>> begin SOURCE EXCERPT
So the optimization problem is

$$ \left\{ {\begin{array}{*{20}c} {Min TAC = af + g} \\ {0 < t_{1} < T} \\ {Subject\,to\,the\,constraints\,given\,by\left( {5.1.15} \right), \left( {5.1.10} \right)\,and\, \left( {5.1.6} \right) } \\ \end{array} } \right. $$

5.3 Fuzzy model

Assuming the demand to be uncertain at the initial phase of the inventory cycle and the pattern to be clearer to the decision maker (DM) as time passes, we actually consider the demand to be a dense fuzzy number. Let us consider \(a\) to be a triangular dense fuzzy number given by

\(\tilde{a} = \left\langle {a_{0} \left( {1 - \frac{\rho }{n + 1}} \right),a_{0} ,a_{0} \left( {1 + \frac{\sigma }{n + 1}} \right)} \right\rangle\) and its membership function is given by

$$ \mu \left( {\tilde{a}} \right) = \left\{ {\begin{array}{*{20}c} {\frac{{a - a_{0} \left( {1 - \frac{\rho }{n + 1}} \right)}}{{\frac{{a_{0} \rho }}{n + 1}}},} & {when\,a_{0} \left( {1 - \frac{\rho }{n + 1}} \right) < a < a_{0} } \\ {\frac{{a_{0} \left( {1 + \frac{\sigma }{n + 1}} \right) - a}}{{\frac{{a_{0} \sigma }}{n + 1}}},} & { when\,a_{0} < a < a_{0} \left( {1 + \frac{\sigma }{n + 1}} \right)} \\ {0,} & {otherwise} \\ \end{array} } \right. $$

(5.3.1)

Then, \(\alpha\)-cut of \(\tilde{a}\) is \(\left[ {a_{0} + \left( {\alpha - 1} \right)\frac{{a_{0} \rho }}{n + 1},a_{0} + \left( {1 - \alpha } \right)\frac{{a_{0} \sigma }}{n + 1}} \right]\) and corresponding index value is

$$ I\left( {\tilde{a}{ }} \right) = \frac{1}{2N}\mathop \sum \limits_{n = 1}^{N} \mathop \int \limits_{0}^{1} \{ \left( {a_{0} + \left( {\alpha - 1} \right)\frac{{a_{0} \rho }}{n + 1}} \right) + \left( {a_{0} + \left( {1 - \alpha } \right)\frac{{a_{0} \sigma }}{n + 1}} \right)\} d\alpha $$

$$ = \frac{1}{2N}\mathop \sum \limits_{n = 1}^{N} \left[ {2a_{0} - \frac{{a_{0} \left( {\rho - \sigma } \right)}}{{2\left( {n + 1} \right)}}} \right] = a_{0} - \frac{{a_{0} \left( {\rho - \sigma } \right)}}{4N}\mathop \sum \limits_{n = 1}^{N} \frac{1}{n + 1} $$

(5.3.2)
>> end SOURCE EXCERPT
>> begin MATERIAL SUPPLIED
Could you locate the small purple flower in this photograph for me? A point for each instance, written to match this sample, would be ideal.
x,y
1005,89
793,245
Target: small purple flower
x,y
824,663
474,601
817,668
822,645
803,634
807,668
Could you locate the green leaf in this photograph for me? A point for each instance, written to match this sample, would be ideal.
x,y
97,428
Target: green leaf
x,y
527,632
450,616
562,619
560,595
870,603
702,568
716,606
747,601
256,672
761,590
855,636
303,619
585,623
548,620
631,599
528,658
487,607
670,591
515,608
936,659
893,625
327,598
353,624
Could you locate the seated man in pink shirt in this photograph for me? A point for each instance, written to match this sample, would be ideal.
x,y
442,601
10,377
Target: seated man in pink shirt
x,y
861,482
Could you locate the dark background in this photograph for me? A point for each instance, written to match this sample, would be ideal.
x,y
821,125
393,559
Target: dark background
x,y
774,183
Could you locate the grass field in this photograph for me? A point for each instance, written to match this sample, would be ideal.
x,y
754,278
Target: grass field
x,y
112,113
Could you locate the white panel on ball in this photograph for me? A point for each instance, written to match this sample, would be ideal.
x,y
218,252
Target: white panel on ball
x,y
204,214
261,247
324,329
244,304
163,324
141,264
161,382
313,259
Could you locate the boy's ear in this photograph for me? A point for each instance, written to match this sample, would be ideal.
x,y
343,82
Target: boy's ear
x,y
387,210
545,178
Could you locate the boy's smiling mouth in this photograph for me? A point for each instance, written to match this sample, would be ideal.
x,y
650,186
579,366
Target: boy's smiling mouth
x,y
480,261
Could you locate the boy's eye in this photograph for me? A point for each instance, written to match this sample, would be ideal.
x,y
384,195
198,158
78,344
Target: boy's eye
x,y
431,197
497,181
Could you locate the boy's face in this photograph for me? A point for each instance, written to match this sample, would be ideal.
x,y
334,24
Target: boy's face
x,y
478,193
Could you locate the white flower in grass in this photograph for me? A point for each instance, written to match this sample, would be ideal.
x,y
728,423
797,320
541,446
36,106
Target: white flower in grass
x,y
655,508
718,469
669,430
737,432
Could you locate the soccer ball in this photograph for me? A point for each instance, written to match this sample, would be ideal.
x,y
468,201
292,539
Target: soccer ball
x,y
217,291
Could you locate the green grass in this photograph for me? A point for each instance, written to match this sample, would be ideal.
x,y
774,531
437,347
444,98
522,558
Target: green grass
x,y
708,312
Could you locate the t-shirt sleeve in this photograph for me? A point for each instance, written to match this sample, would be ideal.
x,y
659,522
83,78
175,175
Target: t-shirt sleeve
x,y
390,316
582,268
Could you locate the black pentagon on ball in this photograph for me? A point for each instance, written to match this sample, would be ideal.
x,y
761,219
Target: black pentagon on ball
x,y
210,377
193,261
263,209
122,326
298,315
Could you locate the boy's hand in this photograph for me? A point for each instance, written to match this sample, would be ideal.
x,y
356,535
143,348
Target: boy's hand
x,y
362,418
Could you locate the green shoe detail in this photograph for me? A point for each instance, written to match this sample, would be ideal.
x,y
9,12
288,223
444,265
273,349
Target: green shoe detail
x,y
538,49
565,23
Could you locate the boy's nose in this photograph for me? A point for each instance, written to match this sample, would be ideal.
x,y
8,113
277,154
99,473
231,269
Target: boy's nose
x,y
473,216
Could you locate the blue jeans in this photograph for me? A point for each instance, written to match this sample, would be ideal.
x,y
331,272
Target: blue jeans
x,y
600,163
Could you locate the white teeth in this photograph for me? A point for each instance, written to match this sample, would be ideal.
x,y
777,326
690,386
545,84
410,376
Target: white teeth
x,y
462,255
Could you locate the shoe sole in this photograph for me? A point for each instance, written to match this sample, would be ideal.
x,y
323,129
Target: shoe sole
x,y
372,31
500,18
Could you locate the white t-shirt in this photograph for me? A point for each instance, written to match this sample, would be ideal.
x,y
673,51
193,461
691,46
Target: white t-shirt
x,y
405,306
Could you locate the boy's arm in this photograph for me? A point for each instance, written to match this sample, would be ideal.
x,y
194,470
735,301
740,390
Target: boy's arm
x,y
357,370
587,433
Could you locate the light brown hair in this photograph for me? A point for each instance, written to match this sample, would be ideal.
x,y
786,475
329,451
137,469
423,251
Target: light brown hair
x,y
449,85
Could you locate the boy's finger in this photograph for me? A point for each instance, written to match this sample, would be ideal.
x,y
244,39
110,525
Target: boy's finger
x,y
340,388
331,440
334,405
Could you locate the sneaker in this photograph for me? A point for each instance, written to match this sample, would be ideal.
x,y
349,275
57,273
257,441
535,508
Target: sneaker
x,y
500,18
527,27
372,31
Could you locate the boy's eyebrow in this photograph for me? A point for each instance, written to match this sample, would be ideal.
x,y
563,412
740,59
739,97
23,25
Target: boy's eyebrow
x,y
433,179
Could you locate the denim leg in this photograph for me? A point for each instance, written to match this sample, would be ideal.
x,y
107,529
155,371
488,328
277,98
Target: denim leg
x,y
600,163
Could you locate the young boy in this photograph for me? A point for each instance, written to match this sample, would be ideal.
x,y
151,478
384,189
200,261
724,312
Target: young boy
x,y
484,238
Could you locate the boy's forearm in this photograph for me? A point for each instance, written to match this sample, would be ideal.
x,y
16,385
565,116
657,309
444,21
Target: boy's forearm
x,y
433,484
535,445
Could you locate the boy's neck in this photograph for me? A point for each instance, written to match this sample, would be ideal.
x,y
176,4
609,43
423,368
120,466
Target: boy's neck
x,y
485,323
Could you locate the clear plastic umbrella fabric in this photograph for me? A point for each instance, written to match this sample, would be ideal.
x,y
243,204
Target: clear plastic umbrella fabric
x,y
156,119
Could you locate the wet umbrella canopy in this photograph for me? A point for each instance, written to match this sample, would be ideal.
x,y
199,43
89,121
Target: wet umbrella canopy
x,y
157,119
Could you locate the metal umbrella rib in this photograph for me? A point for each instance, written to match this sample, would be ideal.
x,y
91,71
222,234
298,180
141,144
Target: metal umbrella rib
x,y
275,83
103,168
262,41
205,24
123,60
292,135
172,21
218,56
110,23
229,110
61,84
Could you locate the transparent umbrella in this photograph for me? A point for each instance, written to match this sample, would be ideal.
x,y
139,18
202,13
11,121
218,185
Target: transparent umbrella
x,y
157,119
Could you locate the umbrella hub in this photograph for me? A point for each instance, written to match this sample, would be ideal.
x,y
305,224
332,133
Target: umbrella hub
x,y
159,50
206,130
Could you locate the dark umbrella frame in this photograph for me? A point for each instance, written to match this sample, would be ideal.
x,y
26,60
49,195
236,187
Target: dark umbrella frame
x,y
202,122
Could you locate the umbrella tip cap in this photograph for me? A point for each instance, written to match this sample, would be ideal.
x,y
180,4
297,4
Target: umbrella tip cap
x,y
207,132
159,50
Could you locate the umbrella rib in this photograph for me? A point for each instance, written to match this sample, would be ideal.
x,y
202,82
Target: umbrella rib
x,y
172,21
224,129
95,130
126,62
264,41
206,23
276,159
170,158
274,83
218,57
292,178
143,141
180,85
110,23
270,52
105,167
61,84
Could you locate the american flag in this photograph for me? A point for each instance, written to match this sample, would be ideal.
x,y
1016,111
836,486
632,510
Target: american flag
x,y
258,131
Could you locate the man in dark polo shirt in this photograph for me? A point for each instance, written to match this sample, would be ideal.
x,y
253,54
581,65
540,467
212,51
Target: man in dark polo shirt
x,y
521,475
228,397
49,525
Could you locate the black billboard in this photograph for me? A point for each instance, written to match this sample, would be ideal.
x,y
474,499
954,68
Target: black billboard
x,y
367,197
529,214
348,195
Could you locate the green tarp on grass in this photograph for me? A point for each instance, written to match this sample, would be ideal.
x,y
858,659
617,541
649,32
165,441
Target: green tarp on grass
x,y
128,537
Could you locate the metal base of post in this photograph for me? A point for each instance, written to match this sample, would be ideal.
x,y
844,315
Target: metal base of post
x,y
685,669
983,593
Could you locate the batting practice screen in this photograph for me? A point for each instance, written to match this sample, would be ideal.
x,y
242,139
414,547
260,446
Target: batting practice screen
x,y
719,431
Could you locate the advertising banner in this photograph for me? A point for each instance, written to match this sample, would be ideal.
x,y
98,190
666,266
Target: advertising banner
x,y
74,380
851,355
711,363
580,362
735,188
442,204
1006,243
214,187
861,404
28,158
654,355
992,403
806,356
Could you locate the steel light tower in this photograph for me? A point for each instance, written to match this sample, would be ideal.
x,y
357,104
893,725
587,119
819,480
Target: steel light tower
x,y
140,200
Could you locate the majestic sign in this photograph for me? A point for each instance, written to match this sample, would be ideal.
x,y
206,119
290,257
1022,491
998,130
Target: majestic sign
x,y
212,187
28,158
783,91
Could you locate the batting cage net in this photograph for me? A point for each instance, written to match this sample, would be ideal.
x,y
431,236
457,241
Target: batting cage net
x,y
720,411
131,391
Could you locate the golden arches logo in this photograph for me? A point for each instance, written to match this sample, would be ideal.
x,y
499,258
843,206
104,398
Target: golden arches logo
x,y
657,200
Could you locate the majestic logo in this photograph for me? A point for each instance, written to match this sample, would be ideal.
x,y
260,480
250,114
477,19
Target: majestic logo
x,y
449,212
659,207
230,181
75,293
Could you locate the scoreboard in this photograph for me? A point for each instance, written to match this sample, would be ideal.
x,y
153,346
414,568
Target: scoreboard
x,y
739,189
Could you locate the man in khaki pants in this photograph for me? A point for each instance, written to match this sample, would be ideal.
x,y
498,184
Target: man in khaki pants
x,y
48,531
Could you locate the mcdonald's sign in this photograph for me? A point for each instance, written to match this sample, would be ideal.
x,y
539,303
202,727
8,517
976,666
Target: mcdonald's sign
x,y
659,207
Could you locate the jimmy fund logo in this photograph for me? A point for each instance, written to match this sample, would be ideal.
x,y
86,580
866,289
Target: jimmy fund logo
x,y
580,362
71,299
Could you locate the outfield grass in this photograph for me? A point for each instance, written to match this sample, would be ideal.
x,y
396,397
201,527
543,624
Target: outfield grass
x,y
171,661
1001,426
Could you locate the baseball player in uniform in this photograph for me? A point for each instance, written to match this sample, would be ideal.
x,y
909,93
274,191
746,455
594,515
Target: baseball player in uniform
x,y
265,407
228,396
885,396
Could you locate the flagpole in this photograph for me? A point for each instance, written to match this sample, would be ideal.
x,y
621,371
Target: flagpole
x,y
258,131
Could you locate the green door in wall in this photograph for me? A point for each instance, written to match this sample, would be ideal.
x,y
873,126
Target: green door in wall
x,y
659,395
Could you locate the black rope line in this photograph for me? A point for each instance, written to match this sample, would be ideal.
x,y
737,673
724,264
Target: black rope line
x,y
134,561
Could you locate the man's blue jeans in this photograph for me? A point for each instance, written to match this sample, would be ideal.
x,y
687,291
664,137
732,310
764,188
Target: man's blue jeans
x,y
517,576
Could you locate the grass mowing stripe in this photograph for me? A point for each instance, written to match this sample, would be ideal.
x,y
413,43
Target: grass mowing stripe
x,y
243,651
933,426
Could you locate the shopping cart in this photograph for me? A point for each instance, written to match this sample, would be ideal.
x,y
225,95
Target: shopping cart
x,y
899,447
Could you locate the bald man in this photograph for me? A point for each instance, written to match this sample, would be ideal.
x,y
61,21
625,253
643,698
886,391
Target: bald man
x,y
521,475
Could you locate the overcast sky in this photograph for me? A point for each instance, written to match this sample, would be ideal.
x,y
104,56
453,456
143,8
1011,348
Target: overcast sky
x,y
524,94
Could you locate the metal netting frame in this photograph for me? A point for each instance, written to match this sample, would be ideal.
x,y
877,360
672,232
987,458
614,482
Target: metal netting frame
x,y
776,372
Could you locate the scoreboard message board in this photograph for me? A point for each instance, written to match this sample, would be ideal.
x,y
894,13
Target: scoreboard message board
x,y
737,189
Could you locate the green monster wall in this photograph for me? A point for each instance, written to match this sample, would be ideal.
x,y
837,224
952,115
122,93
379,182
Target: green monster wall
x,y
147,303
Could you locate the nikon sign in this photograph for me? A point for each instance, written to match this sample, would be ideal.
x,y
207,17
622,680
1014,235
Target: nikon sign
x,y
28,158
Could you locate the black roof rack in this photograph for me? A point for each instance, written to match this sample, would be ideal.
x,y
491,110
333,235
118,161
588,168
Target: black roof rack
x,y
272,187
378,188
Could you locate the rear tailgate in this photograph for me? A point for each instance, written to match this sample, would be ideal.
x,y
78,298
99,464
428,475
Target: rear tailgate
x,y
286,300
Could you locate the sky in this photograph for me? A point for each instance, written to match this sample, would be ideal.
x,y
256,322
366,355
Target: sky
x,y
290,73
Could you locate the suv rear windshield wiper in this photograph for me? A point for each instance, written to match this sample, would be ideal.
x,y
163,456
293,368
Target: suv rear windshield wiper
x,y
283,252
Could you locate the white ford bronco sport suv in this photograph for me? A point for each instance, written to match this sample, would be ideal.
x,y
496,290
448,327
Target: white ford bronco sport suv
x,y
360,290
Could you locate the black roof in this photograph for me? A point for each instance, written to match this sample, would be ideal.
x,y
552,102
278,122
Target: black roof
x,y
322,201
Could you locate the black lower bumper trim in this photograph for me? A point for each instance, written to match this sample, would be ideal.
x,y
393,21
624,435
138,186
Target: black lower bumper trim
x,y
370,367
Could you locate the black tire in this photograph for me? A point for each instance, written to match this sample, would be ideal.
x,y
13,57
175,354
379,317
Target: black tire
>> end MATERIAL SUPPLIED
▶ **TO-DO LIST**:
1) Check each statement against the excerpt on the fuzzy inventory model. (a) Demand is taken to be uncertain at the start of the inventory cycle. (b) Demand is treated as a trapezoidal fuzzy number. (c) The demand pattern grows less clear to the decision maker over time. For each one, answer yes or no and quote the words from the excerpt that settle it.
2) Pick up the excerpt on the fuzzy inventory model where it stops and continue it.
This data has no connection to the excerpt on the fuzzy inventory model.

▶ **THE REPLIES**:
1)
(a) Yes: "Assuming the demand to be uncertain at the initial phase of the inventory cycle"
(b) No: "triangular dense fuzzy number"
(c) No: "the pattern to be clearer to the decision maker (DM) as time passes"

2)
Now (5.2.13) gives \(a = \frac{TAC - g}{f}\) and then \(\tilde{a} \cong \frac{{\widetilde{TAC} - g}}{f}\).

Then, using (5.3.1), the membership function of \(\widetilde{TAC}\) is given by

$$ \mu \widetilde{(TAC}) = \left\{ {\begin{array}{*{20}c} {\frac{{\frac{TAC - g}{f} - a_{0} \left( {1 - \frac{\rho }{n + 1}} \right)}}{{\frac{{a_{0} \rho }}{n + 1}}},} & {when\, a_{0} \left( {1 - \frac{\rho }{n + 1}} \right)f + g < C < a_{0} f + g} \\ {\frac{{a_{0} \left( {1 + \frac{\sigma }{n + 1}} \right) - \frac{TAC - g}{f}}}{{\frac{{a_{0} \sigma }}{n + 1}}},} & { when\, a_{0} f + g < TAC < a_{0} \left( {1 + \frac{\sigma }{n + 1}} \right)f + g} \\ {0,} & {otherwise} \\ \end{array} } \right. $$

(5.3.3)

So, the \(\alpha\)-cut of \(\widetilde{TAC}\) is \(\left[ {a_{0} f + g + \left( {\alpha - 1} \right)\frac{{a_{0} \rho f}}{n + 1},a_{0} f + g + \left( {1 - \alpha } \right)\frac{{a_{0} \sigma f}}{n + 1}} \right]\) and the index value of the objective function is

$$ I\widetilde{(TAC}) = \frac{1}{2N}\mathop \sum \limits_{n = 1}^{N} \mathop \int \limits_{0}^{1} \{ \left( {a_{0} f + g + \left( {\alpha - 1} \right)\frac{{a_{0} \rho f}}{n + 1}} \right) + \left( {a_{0} f + g + \left( {1 - \alpha } \right)\frac{{a_{0} \sigma f}}{n + 1}} \right)\} d\alpha $$

$$ = a_{0} f + g - \frac{{a_{0} \left( {\rho - \sigma } \right)f}}{4N}\mathop \sum \limits_{n = 1}^{N} \frac{1}{n + 1} $$

(5.3.4)

5.4 Particular cases of the fuzzy arbitrary order model

Case 1 when \(N \to \infty\) .

Then,

$$ I\widetilde{(TAC}) \to a_{0} f + g $$

(5.4.1)

This is the case of crisp arbitrary order model. Here, long run of the inventory process makes the decision maker learned through experience and the ambiguity regarding the demand pattern is removed. Also, the model is described by the fractional order calculus and hence it is memory concerned.

Case 2 when \(\beta_{d} = \beta_{i} = 1\)

Then,

$$ I\widetilde{(TAC}) \to a_{0} f^{\prime} + g^{\prime} - \frac{{a_{0} \left( {\rho - \sigma } \right)f^{\prime}}}{4N}\mathop \sum \limits_{n = 1}^{N} \frac{1}{n + 1} $$

(5.4.2)

Where

$$ \left\{ {\begin{array}{*{20}c} {f^{\prime} = \frac{{c_{h} t_{1}^{2} }}{2T} + \frac{{4s_{c} \left( {T - t_{1} } \right)^{\frac{3}{2}} }}{3T}} \\ {g^{\prime} = \frac{{c_{0} }}{T}} \\ \end{array} } \right. $$

(5.4.3)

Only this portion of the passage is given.